+++ Source records +++

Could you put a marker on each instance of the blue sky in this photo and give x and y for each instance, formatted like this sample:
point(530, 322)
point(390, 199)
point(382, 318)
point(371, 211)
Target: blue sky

+++

## Task to complete:
Rewrite the data above with "blue sky" changed to "clear sky" everywhere and nothing else altered.

## Full answer:
Could you put a marker on each instance of the clear sky in this photo and give x and y for each instance, formatted like this sample:
point(530, 322)
point(390, 199)
point(382, 318)
point(371, 211)
Target: clear sky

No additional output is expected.